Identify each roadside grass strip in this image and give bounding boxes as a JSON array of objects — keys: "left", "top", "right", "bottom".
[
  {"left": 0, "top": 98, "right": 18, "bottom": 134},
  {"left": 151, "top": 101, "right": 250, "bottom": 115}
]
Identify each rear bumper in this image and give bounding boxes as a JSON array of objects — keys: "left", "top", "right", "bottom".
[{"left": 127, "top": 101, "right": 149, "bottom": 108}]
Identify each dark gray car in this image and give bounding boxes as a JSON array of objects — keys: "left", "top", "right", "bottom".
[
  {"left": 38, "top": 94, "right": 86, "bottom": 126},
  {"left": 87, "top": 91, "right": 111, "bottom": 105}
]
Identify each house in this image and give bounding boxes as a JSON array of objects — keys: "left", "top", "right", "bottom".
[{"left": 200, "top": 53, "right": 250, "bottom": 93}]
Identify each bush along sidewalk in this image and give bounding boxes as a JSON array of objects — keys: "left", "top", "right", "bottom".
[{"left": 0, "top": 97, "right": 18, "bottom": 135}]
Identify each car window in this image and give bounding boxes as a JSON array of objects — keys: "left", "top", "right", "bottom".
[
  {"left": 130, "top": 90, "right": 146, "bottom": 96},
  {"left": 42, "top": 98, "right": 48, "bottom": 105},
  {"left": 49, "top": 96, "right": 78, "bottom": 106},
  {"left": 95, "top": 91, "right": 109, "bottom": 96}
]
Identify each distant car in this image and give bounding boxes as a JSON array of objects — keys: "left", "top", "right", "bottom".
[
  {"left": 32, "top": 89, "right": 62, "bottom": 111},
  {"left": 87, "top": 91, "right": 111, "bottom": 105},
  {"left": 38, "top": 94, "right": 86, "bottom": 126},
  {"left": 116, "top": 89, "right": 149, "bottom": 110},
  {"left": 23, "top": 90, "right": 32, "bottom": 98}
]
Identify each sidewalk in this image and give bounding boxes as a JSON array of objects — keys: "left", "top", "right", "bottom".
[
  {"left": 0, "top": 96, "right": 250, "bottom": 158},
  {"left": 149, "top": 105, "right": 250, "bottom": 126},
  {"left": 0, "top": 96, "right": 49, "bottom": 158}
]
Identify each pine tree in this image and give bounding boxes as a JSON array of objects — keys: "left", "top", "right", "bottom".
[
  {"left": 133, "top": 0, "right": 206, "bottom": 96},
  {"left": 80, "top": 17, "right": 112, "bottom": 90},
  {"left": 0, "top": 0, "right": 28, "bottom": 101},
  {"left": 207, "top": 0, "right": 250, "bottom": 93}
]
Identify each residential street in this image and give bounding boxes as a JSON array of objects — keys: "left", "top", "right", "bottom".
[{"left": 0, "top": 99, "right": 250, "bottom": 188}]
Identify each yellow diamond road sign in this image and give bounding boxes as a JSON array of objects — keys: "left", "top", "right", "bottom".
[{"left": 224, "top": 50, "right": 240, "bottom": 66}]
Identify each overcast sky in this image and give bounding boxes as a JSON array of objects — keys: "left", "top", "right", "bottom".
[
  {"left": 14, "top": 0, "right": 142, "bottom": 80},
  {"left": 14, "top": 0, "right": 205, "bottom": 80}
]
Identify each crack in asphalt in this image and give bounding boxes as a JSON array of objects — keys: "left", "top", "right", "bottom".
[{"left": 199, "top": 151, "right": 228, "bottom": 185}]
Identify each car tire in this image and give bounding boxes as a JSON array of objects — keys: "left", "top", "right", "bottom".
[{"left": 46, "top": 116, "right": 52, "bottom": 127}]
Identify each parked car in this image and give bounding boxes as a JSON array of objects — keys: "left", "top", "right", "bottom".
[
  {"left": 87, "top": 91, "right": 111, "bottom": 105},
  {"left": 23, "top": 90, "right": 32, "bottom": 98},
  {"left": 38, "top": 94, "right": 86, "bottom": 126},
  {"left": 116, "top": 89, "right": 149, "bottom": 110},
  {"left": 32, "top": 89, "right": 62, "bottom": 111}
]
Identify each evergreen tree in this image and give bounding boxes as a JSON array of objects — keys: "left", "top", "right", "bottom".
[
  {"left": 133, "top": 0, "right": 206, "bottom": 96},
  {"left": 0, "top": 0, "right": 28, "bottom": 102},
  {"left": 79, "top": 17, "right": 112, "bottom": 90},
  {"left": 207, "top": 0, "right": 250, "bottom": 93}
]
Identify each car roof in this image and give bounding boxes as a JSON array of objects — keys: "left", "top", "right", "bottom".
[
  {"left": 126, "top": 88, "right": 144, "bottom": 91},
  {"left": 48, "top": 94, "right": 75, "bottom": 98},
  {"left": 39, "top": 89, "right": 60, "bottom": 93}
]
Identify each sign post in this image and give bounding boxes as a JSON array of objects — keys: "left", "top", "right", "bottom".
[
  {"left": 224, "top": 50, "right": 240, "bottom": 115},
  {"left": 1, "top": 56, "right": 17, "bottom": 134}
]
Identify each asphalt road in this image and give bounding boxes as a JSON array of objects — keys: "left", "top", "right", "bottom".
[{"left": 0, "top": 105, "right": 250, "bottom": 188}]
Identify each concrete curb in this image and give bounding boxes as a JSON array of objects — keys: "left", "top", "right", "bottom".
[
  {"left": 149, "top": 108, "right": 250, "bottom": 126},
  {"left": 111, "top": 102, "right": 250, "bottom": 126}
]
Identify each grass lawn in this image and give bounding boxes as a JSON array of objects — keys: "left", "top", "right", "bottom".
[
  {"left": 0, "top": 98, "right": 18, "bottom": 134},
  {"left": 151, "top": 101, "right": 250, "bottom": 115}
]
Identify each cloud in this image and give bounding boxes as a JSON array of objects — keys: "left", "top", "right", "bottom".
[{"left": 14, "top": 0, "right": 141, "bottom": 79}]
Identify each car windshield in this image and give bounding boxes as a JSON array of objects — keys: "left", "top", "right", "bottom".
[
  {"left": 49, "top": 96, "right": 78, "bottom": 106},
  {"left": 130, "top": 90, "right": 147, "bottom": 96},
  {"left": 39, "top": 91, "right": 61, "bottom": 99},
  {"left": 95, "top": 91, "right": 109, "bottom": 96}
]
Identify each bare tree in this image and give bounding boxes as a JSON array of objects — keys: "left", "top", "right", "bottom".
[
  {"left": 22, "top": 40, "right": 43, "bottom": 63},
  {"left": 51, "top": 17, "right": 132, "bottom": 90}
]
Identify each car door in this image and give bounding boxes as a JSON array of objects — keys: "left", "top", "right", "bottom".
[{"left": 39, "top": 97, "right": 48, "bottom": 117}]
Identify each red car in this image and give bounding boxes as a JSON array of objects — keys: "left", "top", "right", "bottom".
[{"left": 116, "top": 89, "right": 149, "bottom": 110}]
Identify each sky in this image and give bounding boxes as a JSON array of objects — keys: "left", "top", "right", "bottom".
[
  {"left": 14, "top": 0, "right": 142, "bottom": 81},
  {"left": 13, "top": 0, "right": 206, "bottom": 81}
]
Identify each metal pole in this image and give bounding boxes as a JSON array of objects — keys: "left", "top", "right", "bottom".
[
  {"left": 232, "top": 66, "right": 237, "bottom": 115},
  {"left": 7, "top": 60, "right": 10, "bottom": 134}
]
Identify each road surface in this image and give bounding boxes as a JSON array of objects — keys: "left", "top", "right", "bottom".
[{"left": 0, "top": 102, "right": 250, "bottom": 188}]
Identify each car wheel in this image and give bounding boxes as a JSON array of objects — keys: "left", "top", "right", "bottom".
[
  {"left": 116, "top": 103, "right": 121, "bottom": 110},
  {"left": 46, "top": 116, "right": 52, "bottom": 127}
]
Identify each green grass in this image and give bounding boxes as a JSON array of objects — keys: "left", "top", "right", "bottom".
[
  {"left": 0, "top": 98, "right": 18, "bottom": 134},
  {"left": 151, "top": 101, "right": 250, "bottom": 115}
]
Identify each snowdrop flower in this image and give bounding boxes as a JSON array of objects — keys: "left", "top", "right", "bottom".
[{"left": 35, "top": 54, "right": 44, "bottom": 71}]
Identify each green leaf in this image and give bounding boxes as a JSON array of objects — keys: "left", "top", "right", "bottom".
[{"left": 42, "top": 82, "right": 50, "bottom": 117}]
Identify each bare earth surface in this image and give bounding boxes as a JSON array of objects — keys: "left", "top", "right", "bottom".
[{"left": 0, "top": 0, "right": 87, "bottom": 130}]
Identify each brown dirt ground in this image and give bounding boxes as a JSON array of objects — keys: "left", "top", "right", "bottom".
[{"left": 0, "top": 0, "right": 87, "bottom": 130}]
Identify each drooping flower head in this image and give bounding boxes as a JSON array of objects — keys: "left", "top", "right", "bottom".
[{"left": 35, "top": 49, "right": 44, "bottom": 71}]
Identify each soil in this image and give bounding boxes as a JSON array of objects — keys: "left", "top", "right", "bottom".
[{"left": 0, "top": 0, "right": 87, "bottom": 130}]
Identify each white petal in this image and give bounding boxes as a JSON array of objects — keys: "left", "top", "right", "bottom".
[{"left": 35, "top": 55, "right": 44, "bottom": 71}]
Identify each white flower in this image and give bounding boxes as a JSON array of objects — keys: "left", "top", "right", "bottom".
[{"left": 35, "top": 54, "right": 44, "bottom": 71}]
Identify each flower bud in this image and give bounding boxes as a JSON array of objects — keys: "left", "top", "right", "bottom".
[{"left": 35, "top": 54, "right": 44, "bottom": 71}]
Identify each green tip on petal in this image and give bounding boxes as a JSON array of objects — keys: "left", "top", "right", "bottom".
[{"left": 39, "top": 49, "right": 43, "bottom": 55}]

+---+

Task to complete
Reproduce the entries between the line holding "Identify each drooping" and the end of the entries, inclusive, keeping the requests as they are. Offset every bounding-box coordinate in the answers by -145.

Correct result
Identify each drooping flower head in this image and give bounding boxes as a JSON array of objects — keys: "left", "top", "right", "bottom".
[{"left": -110, "top": -96, "right": -101, "bottom": -74}]
Identify each soil in this image and give bounding boxes as a JSON array of objects — keys: "left", "top", "right", "bottom".
[{"left": -145, "top": -145, "right": -58, "bottom": -15}]
Identify each white petal in this image and give bounding boxes as a JSON array of objects — keys: "left", "top", "right", "bottom".
[{"left": -110, "top": -90, "right": -101, "bottom": -74}]
Identify each white flower in this image and give bounding boxes as a JSON array of objects — keys: "left", "top", "right", "bottom".
[{"left": -110, "top": -91, "right": -101, "bottom": -74}]
Identify each flower bud in this image and give bounding boxes as a JSON array of objects — keys: "left", "top", "right", "bottom".
[{"left": -110, "top": -91, "right": -101, "bottom": -74}]
Identify each green tip on petal in this image and give bounding boxes as a JSON array of objects — keys: "left", "top", "right", "bottom".
[{"left": -106, "top": -96, "right": -102, "bottom": -90}]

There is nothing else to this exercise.